■ **Exercise directions**: Which lines of the entries hold the string "shirt"? Copy each one.

■ **Supplied data**:

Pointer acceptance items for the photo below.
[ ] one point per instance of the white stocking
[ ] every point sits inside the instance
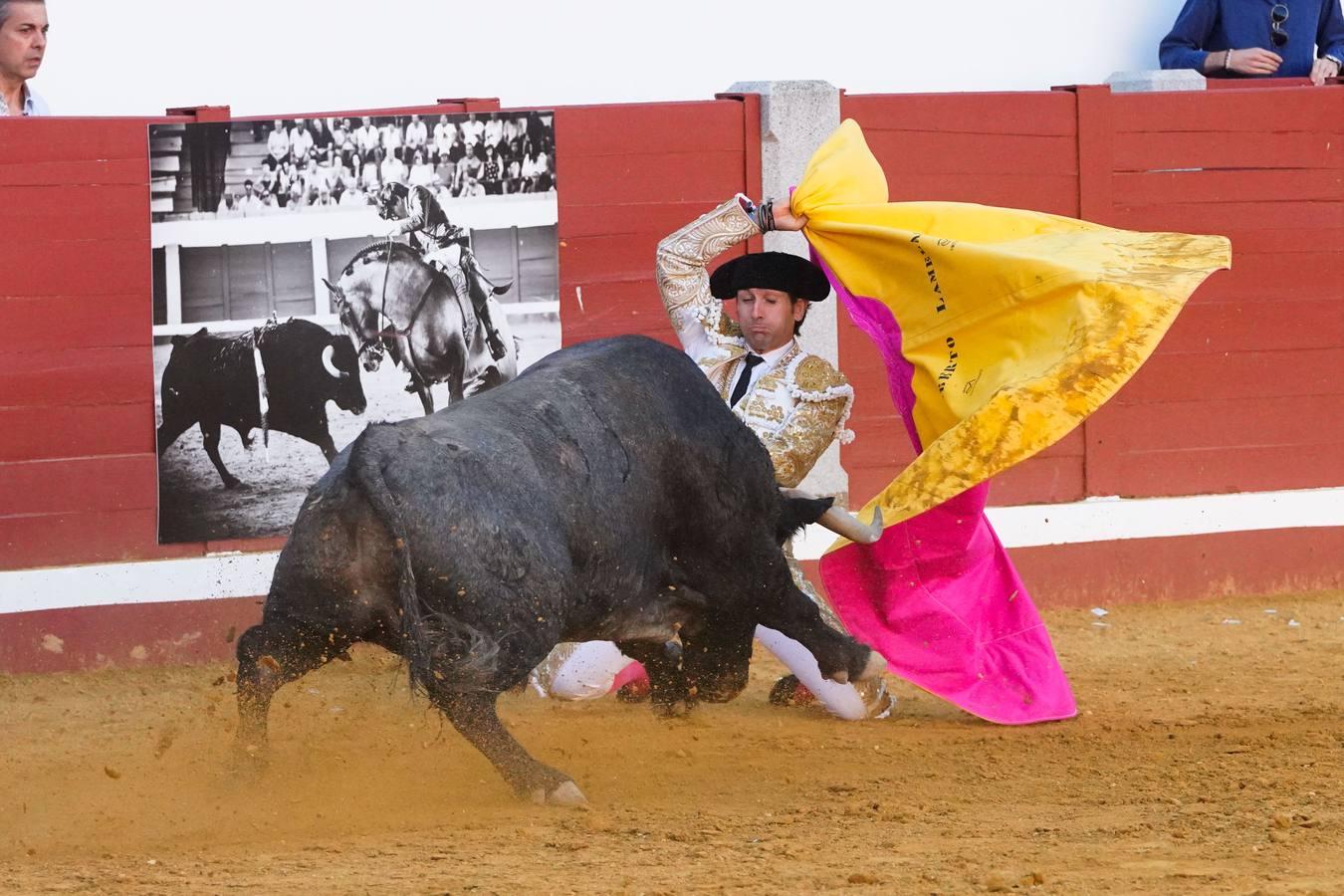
(588, 670)
(843, 700)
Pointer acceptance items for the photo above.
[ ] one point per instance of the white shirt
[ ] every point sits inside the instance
(768, 364)
(33, 104)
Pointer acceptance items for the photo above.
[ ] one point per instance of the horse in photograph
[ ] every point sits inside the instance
(277, 376)
(390, 300)
(606, 493)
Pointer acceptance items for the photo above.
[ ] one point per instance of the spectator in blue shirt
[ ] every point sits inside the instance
(1256, 39)
(23, 42)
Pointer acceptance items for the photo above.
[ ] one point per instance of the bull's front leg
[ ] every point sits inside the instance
(473, 715)
(839, 657)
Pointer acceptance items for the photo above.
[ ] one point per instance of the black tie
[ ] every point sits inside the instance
(745, 379)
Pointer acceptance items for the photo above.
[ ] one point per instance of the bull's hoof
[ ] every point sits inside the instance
(875, 668)
(675, 710)
(564, 794)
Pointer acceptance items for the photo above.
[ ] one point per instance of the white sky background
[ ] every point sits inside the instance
(140, 57)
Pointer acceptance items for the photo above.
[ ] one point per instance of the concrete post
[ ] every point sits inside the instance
(1156, 80)
(795, 117)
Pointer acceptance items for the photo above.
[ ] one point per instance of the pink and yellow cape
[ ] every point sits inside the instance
(1002, 330)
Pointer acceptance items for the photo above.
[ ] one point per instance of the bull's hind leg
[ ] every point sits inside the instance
(269, 656)
(475, 716)
(210, 435)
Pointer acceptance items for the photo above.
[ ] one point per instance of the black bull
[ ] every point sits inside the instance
(607, 493)
(212, 380)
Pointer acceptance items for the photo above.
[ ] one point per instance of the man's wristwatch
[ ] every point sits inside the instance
(761, 215)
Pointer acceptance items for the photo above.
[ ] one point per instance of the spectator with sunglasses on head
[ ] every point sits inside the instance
(1256, 39)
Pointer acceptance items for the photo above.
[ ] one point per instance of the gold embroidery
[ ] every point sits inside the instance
(817, 375)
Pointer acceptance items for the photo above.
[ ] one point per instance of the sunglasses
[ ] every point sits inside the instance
(1277, 16)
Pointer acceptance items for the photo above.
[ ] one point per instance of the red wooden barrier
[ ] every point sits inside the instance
(1235, 399)
(1239, 396)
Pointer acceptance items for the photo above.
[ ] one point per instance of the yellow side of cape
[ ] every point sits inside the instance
(1017, 324)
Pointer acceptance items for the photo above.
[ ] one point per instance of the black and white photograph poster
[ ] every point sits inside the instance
(312, 276)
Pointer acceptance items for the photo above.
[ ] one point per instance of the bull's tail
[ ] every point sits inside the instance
(441, 652)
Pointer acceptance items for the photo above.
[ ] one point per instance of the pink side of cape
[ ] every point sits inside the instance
(937, 594)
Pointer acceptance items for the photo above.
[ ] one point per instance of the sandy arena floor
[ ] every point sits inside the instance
(1207, 758)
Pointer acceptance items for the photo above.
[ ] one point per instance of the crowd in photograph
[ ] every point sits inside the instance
(322, 162)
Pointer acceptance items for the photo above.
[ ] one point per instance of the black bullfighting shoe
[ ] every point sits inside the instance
(790, 692)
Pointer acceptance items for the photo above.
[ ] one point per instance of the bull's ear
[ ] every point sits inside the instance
(798, 512)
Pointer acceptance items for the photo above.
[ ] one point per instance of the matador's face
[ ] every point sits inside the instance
(767, 318)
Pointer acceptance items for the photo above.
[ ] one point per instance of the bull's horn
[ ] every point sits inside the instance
(329, 353)
(843, 523)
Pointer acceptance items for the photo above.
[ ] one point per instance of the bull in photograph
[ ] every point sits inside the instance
(606, 493)
(279, 376)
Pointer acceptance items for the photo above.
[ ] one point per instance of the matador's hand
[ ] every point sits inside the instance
(784, 216)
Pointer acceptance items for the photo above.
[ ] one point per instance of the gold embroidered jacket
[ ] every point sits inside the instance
(802, 402)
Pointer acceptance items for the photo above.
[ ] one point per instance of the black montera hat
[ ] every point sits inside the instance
(786, 273)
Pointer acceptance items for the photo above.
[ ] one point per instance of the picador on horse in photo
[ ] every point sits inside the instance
(446, 247)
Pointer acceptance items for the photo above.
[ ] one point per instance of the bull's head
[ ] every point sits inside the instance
(341, 365)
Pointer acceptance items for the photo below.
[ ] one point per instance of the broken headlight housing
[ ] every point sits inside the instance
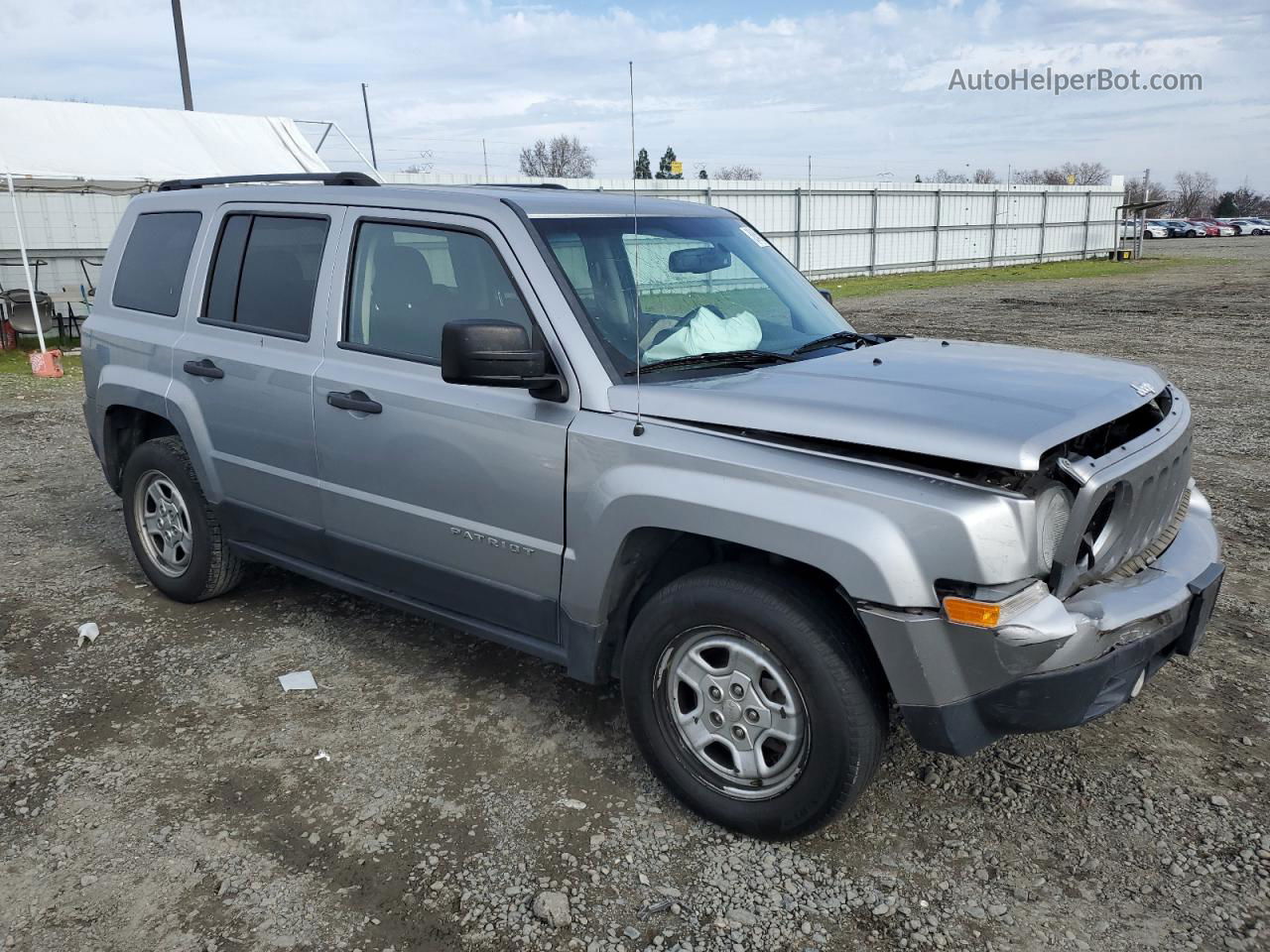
(1053, 511)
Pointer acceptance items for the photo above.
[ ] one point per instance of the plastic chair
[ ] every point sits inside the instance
(21, 315)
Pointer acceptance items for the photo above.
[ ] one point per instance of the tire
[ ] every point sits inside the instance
(818, 687)
(185, 555)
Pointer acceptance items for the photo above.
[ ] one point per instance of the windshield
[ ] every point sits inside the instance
(702, 285)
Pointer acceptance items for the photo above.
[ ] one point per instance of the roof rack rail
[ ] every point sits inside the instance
(326, 178)
(518, 184)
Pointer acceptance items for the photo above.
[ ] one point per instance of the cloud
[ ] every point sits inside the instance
(985, 16)
(885, 13)
(862, 90)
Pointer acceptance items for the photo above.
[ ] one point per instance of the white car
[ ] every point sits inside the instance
(1246, 226)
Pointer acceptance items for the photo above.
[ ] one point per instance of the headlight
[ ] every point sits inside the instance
(1053, 508)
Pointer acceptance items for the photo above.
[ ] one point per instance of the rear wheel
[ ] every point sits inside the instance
(751, 699)
(175, 532)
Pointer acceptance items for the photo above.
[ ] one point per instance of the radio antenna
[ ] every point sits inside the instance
(639, 417)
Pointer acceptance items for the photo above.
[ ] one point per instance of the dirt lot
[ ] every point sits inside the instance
(158, 791)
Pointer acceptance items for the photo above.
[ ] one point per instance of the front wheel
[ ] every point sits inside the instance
(175, 532)
(752, 701)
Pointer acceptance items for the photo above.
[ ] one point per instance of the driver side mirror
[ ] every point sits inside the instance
(495, 354)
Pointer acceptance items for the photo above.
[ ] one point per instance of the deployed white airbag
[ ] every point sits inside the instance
(708, 333)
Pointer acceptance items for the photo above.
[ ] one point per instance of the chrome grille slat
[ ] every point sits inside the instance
(1148, 481)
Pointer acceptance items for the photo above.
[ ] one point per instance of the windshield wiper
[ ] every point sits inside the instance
(841, 336)
(738, 358)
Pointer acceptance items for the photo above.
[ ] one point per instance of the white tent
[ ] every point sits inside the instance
(66, 145)
(55, 146)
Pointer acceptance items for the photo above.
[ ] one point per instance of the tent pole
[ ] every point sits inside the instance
(26, 264)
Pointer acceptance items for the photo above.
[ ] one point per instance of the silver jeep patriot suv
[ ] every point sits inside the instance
(636, 442)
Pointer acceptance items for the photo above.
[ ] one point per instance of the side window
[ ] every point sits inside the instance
(153, 270)
(264, 276)
(409, 281)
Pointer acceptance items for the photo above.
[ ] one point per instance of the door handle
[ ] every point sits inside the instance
(203, 368)
(354, 400)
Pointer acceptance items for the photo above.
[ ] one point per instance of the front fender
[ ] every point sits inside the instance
(884, 535)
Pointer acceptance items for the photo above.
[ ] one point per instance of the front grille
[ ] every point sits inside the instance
(1129, 511)
(1156, 548)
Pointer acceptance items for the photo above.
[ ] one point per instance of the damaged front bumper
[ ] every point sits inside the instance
(1057, 664)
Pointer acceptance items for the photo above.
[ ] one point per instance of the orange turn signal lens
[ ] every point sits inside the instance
(966, 611)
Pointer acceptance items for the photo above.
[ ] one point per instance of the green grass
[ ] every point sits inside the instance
(18, 361)
(1052, 271)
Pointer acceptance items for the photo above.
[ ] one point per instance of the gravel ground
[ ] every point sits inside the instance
(158, 791)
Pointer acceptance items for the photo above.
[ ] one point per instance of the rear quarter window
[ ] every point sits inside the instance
(153, 270)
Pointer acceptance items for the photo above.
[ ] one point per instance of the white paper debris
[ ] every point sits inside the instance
(298, 680)
(87, 633)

■ **Exercise response**:
[ ] one point per instance of the white shirt
[ ] one point per instance of the spectator in blue shirt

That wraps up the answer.